**Directions:**
Here are records with pictures in them. Copy all of them exactly and leave the pictures out.

**Input data:**
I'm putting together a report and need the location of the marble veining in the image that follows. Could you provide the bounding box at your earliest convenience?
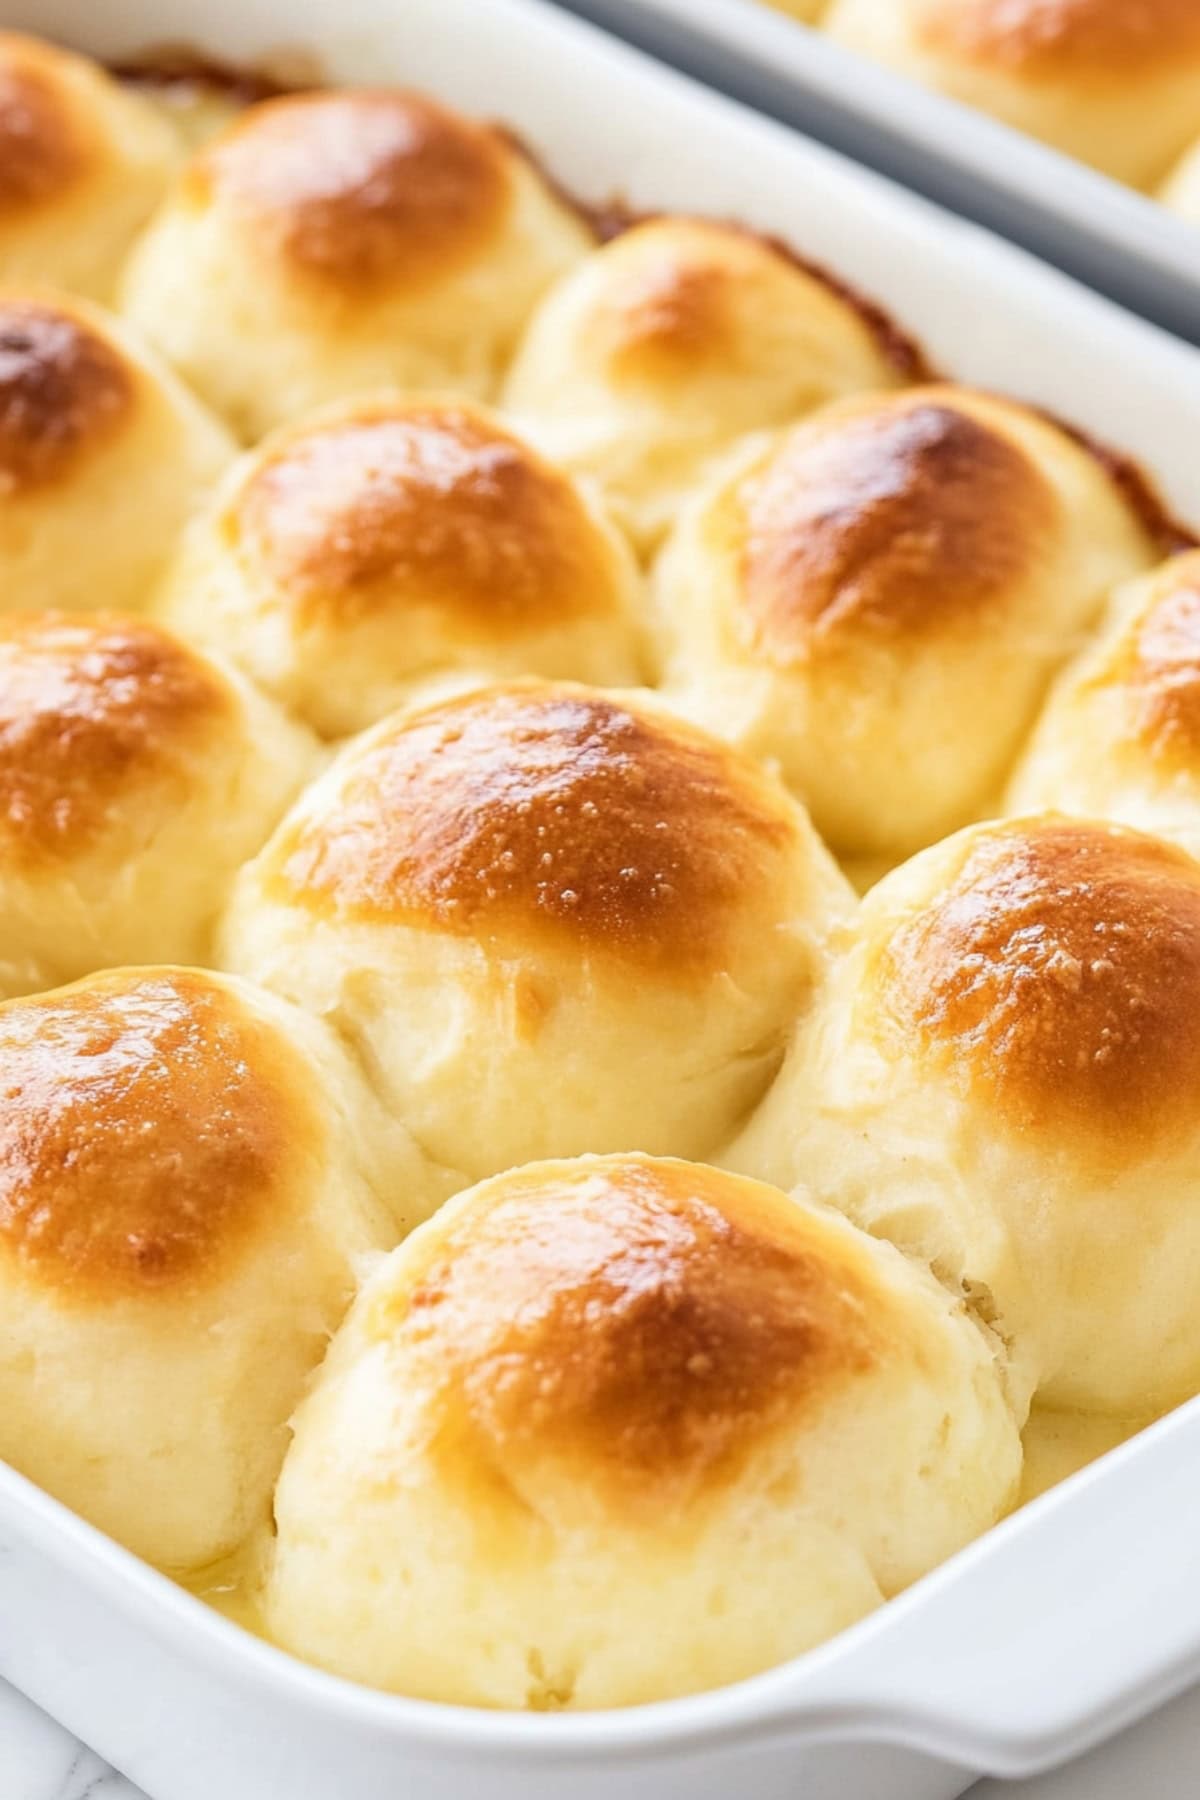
[0,1681,143,1800]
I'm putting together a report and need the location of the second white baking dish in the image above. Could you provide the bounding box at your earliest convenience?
[553,0,1200,345]
[5,0,1200,1795]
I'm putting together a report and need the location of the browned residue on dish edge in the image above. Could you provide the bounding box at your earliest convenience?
[105,47,1192,547]
[103,43,934,382]
[108,44,315,107]
[1045,408,1197,558]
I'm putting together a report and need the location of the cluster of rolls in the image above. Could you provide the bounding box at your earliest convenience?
[762,0,1200,222]
[2,24,1200,1719]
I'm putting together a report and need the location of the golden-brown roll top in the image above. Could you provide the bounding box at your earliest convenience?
[0,612,231,862]
[872,817,1200,1157]
[0,291,235,615]
[0,35,180,300]
[265,1154,1021,1707]
[0,40,88,216]
[1102,567,1200,766]
[221,680,853,1179]
[587,238,792,388]
[186,89,509,295]
[721,392,1058,652]
[269,683,804,969]
[730,814,1200,1418]
[0,611,313,997]
[823,0,1200,187]
[154,396,644,736]
[1010,554,1200,857]
[913,0,1200,82]
[239,405,603,620]
[654,385,1159,864]
[0,968,315,1301]
[503,216,910,550]
[368,1157,888,1501]
[120,87,594,438]
[0,966,402,1571]
[0,295,135,491]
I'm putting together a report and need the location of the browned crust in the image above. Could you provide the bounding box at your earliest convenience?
[724,393,1059,660]
[0,970,316,1301]
[0,300,135,493]
[237,402,622,631]
[874,817,1200,1160]
[561,207,931,382]
[188,89,512,296]
[0,614,233,863]
[0,38,94,218]
[1089,554,1200,766]
[272,684,800,973]
[373,1157,889,1503]
[918,0,1200,81]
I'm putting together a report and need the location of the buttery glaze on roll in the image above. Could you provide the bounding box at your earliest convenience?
[0,966,411,1572]
[653,385,1158,863]
[120,88,593,439]
[265,1153,1021,1707]
[220,680,854,1180]
[1010,554,1200,857]
[0,291,235,613]
[729,815,1200,1418]
[0,34,180,300]
[155,395,645,737]
[823,0,1200,188]
[502,216,909,552]
[0,612,314,998]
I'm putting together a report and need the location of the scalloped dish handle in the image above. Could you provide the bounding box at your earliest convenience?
[750,1398,1200,1780]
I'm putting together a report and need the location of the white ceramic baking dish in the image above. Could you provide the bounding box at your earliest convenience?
[5,0,1200,1795]
[552,0,1200,345]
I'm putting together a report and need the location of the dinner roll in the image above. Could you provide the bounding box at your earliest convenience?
[155,395,645,738]
[0,612,314,998]
[120,88,593,440]
[822,0,1200,188]
[0,292,234,614]
[221,681,853,1181]
[729,815,1200,1418]
[0,34,180,301]
[1161,135,1200,226]
[265,1153,1021,1707]
[654,385,1158,863]
[0,966,403,1572]
[502,217,910,551]
[1009,554,1200,858]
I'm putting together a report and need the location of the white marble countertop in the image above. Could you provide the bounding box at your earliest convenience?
[6,1673,1200,1800]
[1,1681,143,1800]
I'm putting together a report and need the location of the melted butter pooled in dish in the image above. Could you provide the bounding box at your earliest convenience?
[1018,1407,1143,1504]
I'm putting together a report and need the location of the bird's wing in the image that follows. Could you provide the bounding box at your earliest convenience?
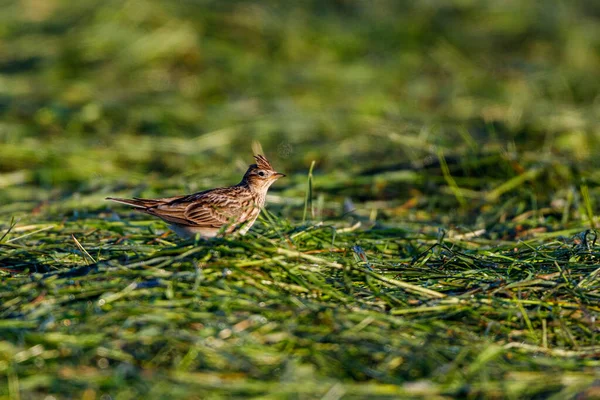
[147,188,256,228]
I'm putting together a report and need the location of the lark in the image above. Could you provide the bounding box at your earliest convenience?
[106,155,285,238]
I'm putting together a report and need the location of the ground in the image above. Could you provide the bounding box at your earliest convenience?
[1,1,600,399]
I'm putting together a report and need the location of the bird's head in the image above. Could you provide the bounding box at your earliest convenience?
[242,155,285,191]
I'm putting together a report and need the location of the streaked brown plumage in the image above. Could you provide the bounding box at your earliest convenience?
[106,155,285,238]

**Task output:**
I'm putting together a report and need the location of the marble veining in the image that follows. Could you provide the bounding box at your earliest convenience?
[0,1681,143,1800]
I'm putting together a report and need the location of the second white baking dish in the image above. Could you provide the bounding box at your earliest convenience?
[553,0,1200,345]
[5,0,1200,1795]
I'm putting together a report and need the location of the browned residue on dish edge in the image above. Could you provide the bounding box at your earliest convenience?
[105,47,1192,547]
[103,43,934,382]
[108,44,315,107]
[1045,408,1197,558]
I'm putting together a report and need the location of the cluster of rolls in the image above. Could you provide the bounding box at your earliest convenience?
[762,0,1200,222]
[2,24,1200,1719]
I'm putting together a report and need the location of the golden-brown roll top in the image above. Could you provide the bounding box at your earliest convenience?
[0,612,231,862]
[872,817,1200,1157]
[0,291,235,615]
[0,35,180,300]
[265,1154,1021,1707]
[0,40,88,216]
[1102,567,1200,766]
[221,680,853,1179]
[587,238,792,388]
[186,89,509,295]
[721,392,1058,652]
[269,683,804,969]
[730,814,1200,1418]
[0,611,313,997]
[823,0,1200,187]
[154,396,644,736]
[1010,554,1200,857]
[913,0,1200,82]
[239,405,603,620]
[654,385,1159,864]
[0,968,315,1301]
[503,216,910,550]
[368,1157,888,1501]
[120,87,594,438]
[0,966,402,1571]
[0,295,135,491]
I'm putting together a report and need the location of the browned crust in the image above. Could you provide the bounding box at your earliest convenience?
[724,393,1059,660]
[0,970,316,1301]
[0,300,135,493]
[237,402,622,631]
[874,817,1200,1160]
[561,207,931,382]
[188,89,512,296]
[0,614,233,863]
[0,38,94,218]
[1089,554,1200,766]
[272,684,800,973]
[373,1157,889,1503]
[918,0,1200,81]
I'm putting together a report and need the location of the buttery glaze on roll in the image above. Could you provide the bounding box at your earliest convenience?
[0,966,411,1572]
[653,385,1158,863]
[120,88,593,439]
[265,1153,1021,1707]
[220,680,854,1180]
[1010,554,1200,857]
[0,291,235,613]
[729,815,1200,1418]
[0,34,180,300]
[155,395,645,737]
[823,0,1200,188]
[502,216,909,552]
[0,612,314,998]
I'm putting together a report and need the location of the scalloped dish handle in the image above. Could you provide the bounding box at your earliest convenience?
[750,1398,1200,1780]
I'm putting together a report and need the location of the white ceramic baking dish in the image above. Could you provide the bounding box at your earliest convenience?
[5,0,1200,1795]
[552,0,1200,345]
I'm putting together a report and need the location of the dinner roll in the image above. Could you provide the bounding box at your earliest convenience?
[155,395,645,738]
[0,612,314,998]
[120,88,593,440]
[822,0,1200,188]
[0,292,234,614]
[221,681,853,1181]
[729,815,1200,1418]
[0,34,180,301]
[1161,135,1200,226]
[265,1153,1021,1707]
[654,385,1158,863]
[0,966,403,1572]
[502,217,910,551]
[1009,554,1200,858]
I'm putting together a report and need the location of the white marble countertop in the image above. Could you provide the bounding box at your earliest convenience?
[6,1673,1200,1800]
[1,1681,143,1800]
I'm putting together a report and need the location of the melted butter pooled in dish in the image above. Could you provide the bounding box at your earliest convenience?
[1018,1407,1143,1504]
I'm putting together a report and need the location of the bird's wing in the image that follows. Could you provide the bounding box at your earliest convenience?
[147,188,256,228]
I'm putting together a report and need the location of the lark in the image above. Could you provide the bounding box at your earliest convenience?
[106,155,285,238]
I'm putting together a report and need the location of the ground in the image above. Could you provide the bounding box at your earliest convenience?
[1,1,600,399]
I'm putting together a report and need the location of the bird's head in the image above. Could you provide the bounding box at your earliest convenience?
[242,155,285,191]
I'm putting together a report and need the location of the streaked brown plumage in the image above. Could you provide the bounding box at your earliest convenience?
[106,155,285,238]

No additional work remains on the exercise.